That is why, Wellington, we are going on a break. In January I am going to the South Island for a few weeks. You will still hold a special place in my heart & I will be back to reconcile our relationship & see if we can salvage what we have. I am so happy we met & I fully appreciate everything you offered & we shared during my time here. You are a wonderful wee city. I am sorry for betraying you in a bid to discover somewhere better.
I have a plan! Well, not so much a plan as a proposal of intention.
I’m going to the South Island at the start of January to discover & explore for a few weeks. At the end of January I’m flying from Christchurch to Wellington in time for the Rugby 7s. Perfect!
By this time I hope to have a clearer idea of where I want to settle & work – & whether New Zealand is the place for me right now.
I have handed my notice in at work & will finish on New Years Eve. This will be my first New years eve in 3 years where I’m not working at midnight & I am elated! I made a promise to myself last year that I would be off work & celebrate like a regular person. I’m going on a new years eve road trip around the north island for a few days. I couldn’t ask for a better start to 2016!
I feel so much better to have an idea of what the next month holds for me rather than winging it in Wellington for another while. My next question is the cheapest & funnest way to get around the South Island – Stray bus? Hitchhiking? Driving?
“Normal life”, I’m doing it! I’m NAILING it! I work 5 days a week, I meet friends & go for coffees. I go to the cinema, go for brunch, go for lunch. I meet people for drinks. Frequently. I go to see plays, I go to the museum, I go for walks & explore. I am really finding my rhythm in Wellington.
It is so freeing to have allocated days off, a set start time & the opportunity to give shifts away for an extra day off.

|---|

Written task A: According to the blog post, from which city will the writer fly to Wellington at the end of January?

|---|

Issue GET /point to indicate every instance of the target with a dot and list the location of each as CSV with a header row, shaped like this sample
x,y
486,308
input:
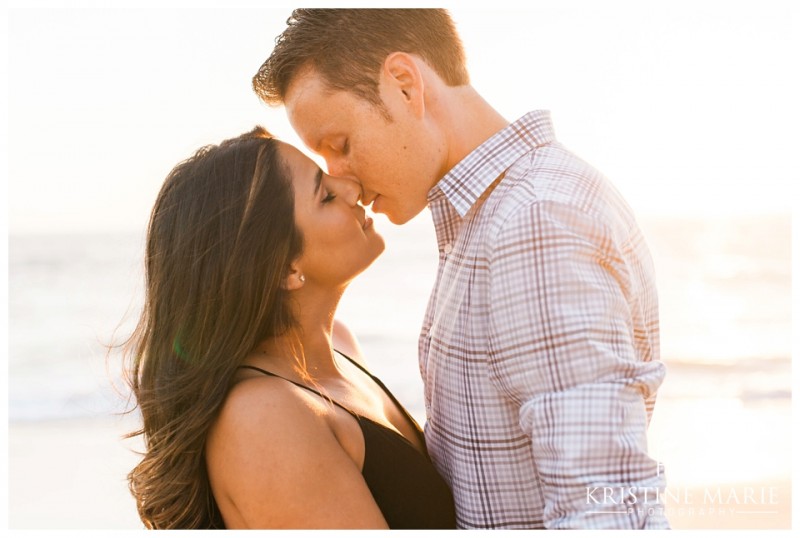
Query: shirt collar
x,y
468,179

|---|

Written task B: Write out all lines of the records again, requests included. Multiply each coordinate in the answers by 1.1, round to whole numbers with halves going up, and omit the pictures.

Correct output A: Christchurch

Correct output B:
Issue GET /point to indicate every instance of the target with a dot and list the location of each as CSV with a header row, shaped like this sample
x,y
486,308
input:
Query: shirt collar
x,y
515,197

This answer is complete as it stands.